------ TEXT SHOWN
Eleven years ago, the University of Connecticut still competed in the Colonial Athletic Association. A Division I-AA conference.

Now, the Huskies are in the BCS.

Scheduled for a trip to the Fiesta Bowl to face Oklahoma, one of the powerhouses of college football.

UConn, known for its women's and men's basketball, is now constructing a football program that's far from a finished product — but made astonishing progress in just a decade under coach Randy Edsall.

“When I got here, I wanted to build a program that would stand the test of time,” Edsall said. “But it's hard to think of all the things we've accomplished in such a short period of time.”

A few weeks into the season, however, it seemed like the last place UConn would end up would be a BCS bowl. Two weeks after dropping the opener at Michigan, the Huskies were stomped by Temple, 30-16. Following losses at Rutgers and Louisville, UConn's bowl hopes altogether were flailing.

But the Huskies turned a corner on Oct. 29, coming from behind to knock off Big East favorite West Virginia in overtime, 16-13.

UConn hasn't lost since, winning five in a row, including Saturday night's 19-16 victory at South Florida to earn a share of the Big East championship. The Huskies earned the Big East's automatic BCS berth through a tiebreaker, having defeated both West Virginia and Pittsburgh.
------------
> [THINGS TO DO]:
(1) From the UConn football article, extract the passage from "UConn hasn't lost" to "Virginia and Pittsburgh.".
(2) According to the UConn football article, which team did the Huskies beat in overtime on Oct. 29, and by what score?
The records that follow come from a different source than the text.
------ DATASET ENTRIES
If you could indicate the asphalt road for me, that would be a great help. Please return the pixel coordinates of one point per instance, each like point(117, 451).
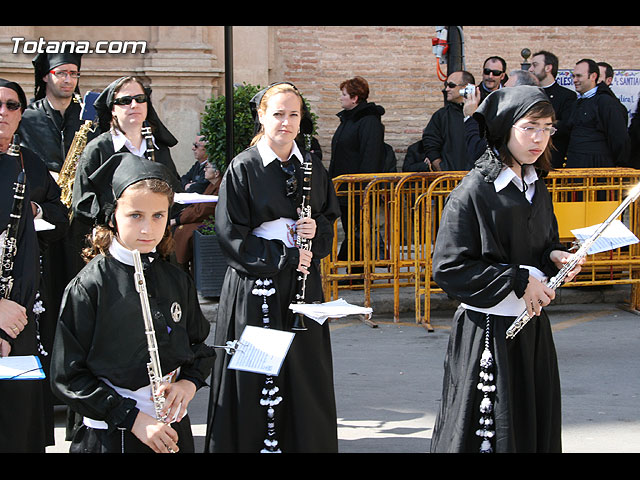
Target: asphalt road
point(388, 380)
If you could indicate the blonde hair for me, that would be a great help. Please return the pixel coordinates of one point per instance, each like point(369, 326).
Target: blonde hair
point(262, 108)
point(101, 238)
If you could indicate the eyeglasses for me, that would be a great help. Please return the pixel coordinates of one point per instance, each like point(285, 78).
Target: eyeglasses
point(127, 99)
point(495, 73)
point(64, 73)
point(11, 105)
point(289, 168)
point(533, 130)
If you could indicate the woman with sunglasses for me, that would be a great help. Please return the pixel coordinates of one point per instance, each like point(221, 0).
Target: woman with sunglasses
point(26, 416)
point(256, 221)
point(496, 245)
point(122, 109)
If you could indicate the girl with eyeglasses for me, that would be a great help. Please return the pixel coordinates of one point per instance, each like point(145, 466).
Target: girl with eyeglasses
point(496, 246)
point(256, 223)
point(122, 109)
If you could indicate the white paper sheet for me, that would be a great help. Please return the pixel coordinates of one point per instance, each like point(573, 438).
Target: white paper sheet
point(616, 235)
point(261, 350)
point(42, 225)
point(26, 367)
point(186, 198)
point(335, 309)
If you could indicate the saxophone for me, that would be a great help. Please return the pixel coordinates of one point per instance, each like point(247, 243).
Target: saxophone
point(153, 367)
point(555, 282)
point(67, 174)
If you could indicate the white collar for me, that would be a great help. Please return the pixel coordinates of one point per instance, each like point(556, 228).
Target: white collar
point(121, 253)
point(120, 140)
point(268, 155)
point(507, 175)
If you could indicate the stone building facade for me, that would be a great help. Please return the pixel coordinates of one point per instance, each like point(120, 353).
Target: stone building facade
point(185, 65)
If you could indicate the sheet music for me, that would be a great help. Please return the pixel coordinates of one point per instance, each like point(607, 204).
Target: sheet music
point(26, 367)
point(616, 235)
point(187, 198)
point(335, 309)
point(261, 350)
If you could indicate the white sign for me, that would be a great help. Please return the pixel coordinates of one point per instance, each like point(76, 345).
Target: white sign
point(625, 85)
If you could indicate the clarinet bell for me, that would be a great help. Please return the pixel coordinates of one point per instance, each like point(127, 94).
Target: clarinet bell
point(298, 323)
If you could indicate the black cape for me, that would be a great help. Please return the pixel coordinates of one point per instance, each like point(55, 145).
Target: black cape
point(101, 334)
point(22, 421)
point(251, 194)
point(483, 238)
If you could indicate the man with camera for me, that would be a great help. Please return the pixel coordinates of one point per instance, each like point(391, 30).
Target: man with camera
point(443, 137)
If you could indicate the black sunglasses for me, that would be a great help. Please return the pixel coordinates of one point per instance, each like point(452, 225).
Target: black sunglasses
point(11, 104)
point(289, 168)
point(127, 99)
point(495, 73)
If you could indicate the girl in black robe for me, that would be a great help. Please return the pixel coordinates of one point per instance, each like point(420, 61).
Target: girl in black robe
point(101, 351)
point(497, 241)
point(256, 192)
point(90, 191)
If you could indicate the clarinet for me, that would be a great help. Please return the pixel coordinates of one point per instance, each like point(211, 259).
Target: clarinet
point(153, 367)
point(304, 243)
point(574, 260)
point(146, 133)
point(10, 247)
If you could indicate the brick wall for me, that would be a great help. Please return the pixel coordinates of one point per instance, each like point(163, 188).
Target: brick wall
point(401, 69)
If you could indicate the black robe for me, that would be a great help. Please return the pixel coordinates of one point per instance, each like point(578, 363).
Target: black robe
point(483, 238)
point(49, 133)
point(251, 194)
point(101, 334)
point(22, 422)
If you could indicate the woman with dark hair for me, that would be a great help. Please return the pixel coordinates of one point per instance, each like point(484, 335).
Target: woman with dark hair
point(257, 222)
point(357, 146)
point(122, 109)
point(496, 246)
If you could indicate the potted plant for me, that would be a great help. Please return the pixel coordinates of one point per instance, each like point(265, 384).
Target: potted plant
point(209, 262)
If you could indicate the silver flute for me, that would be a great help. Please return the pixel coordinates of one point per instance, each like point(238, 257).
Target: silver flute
point(153, 367)
point(573, 261)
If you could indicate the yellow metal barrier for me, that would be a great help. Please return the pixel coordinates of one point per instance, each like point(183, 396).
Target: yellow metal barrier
point(399, 216)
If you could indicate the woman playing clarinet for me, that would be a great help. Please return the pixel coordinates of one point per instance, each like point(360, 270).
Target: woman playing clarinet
point(257, 219)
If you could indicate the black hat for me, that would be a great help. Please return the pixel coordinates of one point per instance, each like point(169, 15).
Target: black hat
point(43, 63)
point(306, 122)
point(104, 104)
point(502, 108)
point(132, 169)
point(16, 88)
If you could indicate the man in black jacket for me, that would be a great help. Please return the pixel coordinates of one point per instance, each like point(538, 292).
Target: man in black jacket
point(51, 121)
point(544, 65)
point(443, 137)
point(598, 124)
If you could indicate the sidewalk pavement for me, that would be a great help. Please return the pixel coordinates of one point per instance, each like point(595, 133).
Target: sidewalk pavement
point(388, 376)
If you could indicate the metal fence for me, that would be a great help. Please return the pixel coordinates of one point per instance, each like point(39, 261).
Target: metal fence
point(392, 223)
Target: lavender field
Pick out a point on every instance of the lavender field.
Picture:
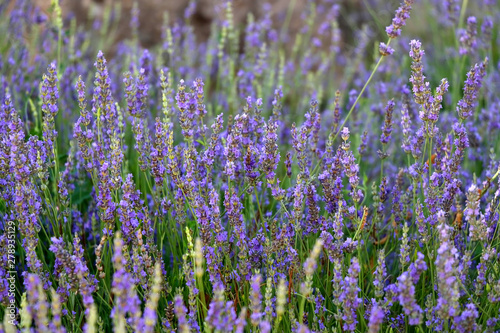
------------
> [TASK SOLUTIONS]:
(1)
UConn hasn't lost since, winning five in a row, including Saturday night's 19-16 victory at South Florida to earn a share of the Big East championship. The Huskies earned the Big East's automatic BCS berth through a tiebreaker, having defeated both West Virginia and Pittsburgh.

(2) They beat West Virginia, 16-13.